**Aim of the exercise**: Write each line exactly, from the line that holds "Task: find each instance of the brown" through the final line of the material, and no other line.

**Records shown**:
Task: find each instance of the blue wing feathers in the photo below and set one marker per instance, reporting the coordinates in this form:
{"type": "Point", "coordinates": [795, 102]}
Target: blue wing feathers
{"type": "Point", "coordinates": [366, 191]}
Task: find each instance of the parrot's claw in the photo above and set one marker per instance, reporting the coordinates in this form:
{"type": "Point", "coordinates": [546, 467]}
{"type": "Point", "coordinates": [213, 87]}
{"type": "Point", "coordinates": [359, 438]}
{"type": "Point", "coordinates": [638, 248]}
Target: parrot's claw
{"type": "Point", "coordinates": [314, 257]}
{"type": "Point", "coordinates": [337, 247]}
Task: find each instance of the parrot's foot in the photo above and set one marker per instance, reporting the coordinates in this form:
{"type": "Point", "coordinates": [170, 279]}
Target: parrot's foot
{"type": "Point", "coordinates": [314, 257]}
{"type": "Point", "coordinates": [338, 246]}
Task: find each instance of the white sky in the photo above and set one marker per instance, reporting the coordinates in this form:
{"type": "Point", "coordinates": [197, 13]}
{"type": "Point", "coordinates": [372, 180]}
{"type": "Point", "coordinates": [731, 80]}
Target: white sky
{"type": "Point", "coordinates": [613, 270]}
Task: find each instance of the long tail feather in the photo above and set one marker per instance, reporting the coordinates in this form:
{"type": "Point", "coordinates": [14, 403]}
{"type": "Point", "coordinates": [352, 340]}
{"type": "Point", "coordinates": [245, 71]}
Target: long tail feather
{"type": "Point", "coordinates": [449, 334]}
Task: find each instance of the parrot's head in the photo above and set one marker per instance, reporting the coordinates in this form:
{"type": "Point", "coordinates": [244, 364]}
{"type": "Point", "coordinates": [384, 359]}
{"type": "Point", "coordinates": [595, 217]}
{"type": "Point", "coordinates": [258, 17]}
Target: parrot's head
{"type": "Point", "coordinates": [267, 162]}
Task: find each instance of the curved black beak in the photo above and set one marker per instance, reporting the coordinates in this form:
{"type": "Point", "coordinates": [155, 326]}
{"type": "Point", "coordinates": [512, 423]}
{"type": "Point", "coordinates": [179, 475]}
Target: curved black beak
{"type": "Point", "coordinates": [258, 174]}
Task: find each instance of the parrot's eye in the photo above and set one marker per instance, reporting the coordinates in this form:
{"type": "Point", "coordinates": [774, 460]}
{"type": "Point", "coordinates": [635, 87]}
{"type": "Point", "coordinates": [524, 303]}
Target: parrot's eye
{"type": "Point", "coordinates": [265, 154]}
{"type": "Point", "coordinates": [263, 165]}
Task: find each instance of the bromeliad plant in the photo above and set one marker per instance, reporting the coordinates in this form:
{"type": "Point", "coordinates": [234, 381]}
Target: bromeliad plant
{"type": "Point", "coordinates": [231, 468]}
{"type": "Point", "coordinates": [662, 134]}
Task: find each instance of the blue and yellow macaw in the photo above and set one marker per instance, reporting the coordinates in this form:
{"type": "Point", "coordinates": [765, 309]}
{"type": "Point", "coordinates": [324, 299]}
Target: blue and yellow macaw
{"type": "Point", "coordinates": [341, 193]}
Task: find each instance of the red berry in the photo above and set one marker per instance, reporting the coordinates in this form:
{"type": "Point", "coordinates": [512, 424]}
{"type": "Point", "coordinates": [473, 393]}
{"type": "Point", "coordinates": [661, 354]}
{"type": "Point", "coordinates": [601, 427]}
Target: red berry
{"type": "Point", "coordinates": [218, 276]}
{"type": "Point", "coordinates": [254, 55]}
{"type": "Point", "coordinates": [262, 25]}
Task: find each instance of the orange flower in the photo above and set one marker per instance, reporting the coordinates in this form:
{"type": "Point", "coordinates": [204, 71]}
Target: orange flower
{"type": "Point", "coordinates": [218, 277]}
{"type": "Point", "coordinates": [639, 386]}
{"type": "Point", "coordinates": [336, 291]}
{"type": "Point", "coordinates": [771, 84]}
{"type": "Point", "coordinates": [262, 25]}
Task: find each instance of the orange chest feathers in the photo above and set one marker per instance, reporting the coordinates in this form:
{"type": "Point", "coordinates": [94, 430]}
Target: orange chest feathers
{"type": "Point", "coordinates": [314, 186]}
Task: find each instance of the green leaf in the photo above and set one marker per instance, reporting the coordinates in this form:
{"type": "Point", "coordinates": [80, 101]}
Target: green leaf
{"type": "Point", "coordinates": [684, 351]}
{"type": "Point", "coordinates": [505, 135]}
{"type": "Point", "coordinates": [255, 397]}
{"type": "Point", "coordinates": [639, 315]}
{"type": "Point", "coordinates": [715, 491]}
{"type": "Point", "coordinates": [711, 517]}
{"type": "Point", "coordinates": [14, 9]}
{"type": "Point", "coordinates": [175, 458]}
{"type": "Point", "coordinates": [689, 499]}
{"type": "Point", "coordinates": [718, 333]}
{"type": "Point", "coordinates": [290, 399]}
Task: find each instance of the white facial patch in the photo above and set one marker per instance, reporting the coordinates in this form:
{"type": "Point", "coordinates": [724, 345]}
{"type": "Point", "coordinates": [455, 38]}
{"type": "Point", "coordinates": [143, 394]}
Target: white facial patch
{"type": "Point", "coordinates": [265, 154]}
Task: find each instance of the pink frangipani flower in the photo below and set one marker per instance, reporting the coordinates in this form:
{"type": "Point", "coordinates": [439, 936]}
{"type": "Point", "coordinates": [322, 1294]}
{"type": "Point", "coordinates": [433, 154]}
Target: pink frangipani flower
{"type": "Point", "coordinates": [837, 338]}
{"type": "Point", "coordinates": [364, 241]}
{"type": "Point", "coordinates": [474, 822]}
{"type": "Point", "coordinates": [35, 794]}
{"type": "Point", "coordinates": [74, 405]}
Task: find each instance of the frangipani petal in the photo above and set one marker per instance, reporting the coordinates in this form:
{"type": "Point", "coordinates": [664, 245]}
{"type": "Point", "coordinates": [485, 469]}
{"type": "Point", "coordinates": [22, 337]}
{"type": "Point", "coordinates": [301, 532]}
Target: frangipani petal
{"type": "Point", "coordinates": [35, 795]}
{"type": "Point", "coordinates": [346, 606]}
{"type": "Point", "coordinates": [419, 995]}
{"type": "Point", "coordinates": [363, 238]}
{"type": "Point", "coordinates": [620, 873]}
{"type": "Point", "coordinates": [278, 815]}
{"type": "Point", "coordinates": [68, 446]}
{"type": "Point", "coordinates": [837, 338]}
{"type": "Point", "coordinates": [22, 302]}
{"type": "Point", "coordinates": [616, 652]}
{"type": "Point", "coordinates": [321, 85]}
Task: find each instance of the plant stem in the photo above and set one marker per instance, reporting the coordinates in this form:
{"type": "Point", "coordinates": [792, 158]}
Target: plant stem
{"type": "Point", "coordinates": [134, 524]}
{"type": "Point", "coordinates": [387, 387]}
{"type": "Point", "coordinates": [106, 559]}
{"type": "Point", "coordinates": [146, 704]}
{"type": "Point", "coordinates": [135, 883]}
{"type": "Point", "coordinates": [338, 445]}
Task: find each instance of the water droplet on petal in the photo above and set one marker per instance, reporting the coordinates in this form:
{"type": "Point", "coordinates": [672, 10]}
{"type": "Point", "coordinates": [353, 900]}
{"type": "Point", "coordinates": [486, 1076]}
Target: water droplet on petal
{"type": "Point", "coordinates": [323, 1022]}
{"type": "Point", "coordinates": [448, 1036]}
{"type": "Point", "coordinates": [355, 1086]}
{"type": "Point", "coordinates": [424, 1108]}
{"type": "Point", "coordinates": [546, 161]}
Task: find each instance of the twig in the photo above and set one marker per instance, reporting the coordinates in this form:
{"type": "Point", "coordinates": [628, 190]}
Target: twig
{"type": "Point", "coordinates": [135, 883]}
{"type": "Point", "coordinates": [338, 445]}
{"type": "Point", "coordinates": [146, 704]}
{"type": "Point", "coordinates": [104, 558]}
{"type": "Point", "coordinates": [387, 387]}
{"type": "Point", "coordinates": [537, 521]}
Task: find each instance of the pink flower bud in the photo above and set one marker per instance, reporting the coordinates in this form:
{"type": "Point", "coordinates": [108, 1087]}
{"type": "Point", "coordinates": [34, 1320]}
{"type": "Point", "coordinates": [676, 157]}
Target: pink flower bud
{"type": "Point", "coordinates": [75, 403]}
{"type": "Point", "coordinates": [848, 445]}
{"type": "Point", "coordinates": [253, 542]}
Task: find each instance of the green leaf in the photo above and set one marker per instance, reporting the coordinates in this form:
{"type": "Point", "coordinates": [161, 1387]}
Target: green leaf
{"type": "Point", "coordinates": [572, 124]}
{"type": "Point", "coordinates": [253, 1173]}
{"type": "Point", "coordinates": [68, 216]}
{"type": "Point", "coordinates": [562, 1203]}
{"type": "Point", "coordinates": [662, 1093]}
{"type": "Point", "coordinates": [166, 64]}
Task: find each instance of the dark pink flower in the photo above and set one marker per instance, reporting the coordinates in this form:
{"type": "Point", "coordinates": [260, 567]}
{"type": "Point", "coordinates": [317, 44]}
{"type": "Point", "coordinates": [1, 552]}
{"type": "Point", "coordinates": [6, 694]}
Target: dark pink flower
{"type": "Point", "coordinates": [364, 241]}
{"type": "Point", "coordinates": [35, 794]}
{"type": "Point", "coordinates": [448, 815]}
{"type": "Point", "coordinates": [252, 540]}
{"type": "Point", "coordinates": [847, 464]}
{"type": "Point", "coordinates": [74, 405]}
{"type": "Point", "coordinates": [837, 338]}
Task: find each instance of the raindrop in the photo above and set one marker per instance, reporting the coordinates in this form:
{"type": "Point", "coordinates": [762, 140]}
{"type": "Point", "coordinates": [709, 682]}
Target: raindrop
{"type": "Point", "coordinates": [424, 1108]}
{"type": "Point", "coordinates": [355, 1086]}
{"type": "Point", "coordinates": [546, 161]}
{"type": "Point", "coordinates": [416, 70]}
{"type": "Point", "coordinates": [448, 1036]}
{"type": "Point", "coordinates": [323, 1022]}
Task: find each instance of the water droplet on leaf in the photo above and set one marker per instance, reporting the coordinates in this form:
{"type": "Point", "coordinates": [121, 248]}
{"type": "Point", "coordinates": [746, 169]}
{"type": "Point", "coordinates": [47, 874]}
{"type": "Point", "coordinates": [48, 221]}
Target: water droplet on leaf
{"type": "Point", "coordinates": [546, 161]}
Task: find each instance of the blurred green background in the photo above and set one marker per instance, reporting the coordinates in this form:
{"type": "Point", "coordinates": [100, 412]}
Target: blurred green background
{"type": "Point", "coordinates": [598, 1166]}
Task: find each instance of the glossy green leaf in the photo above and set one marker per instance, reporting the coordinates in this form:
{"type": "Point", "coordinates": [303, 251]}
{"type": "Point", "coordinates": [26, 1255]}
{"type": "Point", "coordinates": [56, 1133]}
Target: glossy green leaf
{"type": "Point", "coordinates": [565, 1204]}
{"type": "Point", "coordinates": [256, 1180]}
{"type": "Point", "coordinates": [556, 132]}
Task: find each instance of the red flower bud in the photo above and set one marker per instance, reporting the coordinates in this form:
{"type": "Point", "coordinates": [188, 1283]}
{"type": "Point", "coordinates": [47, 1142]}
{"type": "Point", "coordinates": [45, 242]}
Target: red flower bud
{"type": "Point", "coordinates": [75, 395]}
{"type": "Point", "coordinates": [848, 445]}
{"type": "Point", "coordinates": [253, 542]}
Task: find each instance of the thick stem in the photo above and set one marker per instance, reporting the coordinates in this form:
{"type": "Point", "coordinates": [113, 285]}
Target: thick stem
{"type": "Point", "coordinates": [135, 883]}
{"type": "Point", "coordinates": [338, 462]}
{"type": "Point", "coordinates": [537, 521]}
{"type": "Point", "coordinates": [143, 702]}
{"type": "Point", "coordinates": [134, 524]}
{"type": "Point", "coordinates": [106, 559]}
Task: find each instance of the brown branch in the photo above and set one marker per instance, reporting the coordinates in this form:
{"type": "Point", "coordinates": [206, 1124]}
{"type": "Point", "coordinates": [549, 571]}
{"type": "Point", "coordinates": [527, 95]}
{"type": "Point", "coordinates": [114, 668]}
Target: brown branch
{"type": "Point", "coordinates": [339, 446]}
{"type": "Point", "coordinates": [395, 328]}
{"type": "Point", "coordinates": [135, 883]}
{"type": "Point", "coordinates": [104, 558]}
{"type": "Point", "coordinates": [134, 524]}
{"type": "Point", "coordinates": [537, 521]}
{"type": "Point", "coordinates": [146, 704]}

**Task response**:
Task: find each instance of the brown branch in the photo above and set one marker per instance, reporting the coordinates in this form:
{"type": "Point", "coordinates": [206, 1124]}
{"type": "Point", "coordinates": [549, 571]}
{"type": "Point", "coordinates": [527, 95]}
{"type": "Point", "coordinates": [114, 668]}
Target: brown branch
{"type": "Point", "coordinates": [339, 446]}
{"type": "Point", "coordinates": [395, 328]}
{"type": "Point", "coordinates": [135, 883]}
{"type": "Point", "coordinates": [104, 558]}
{"type": "Point", "coordinates": [134, 524]}
{"type": "Point", "coordinates": [537, 521]}
{"type": "Point", "coordinates": [146, 704]}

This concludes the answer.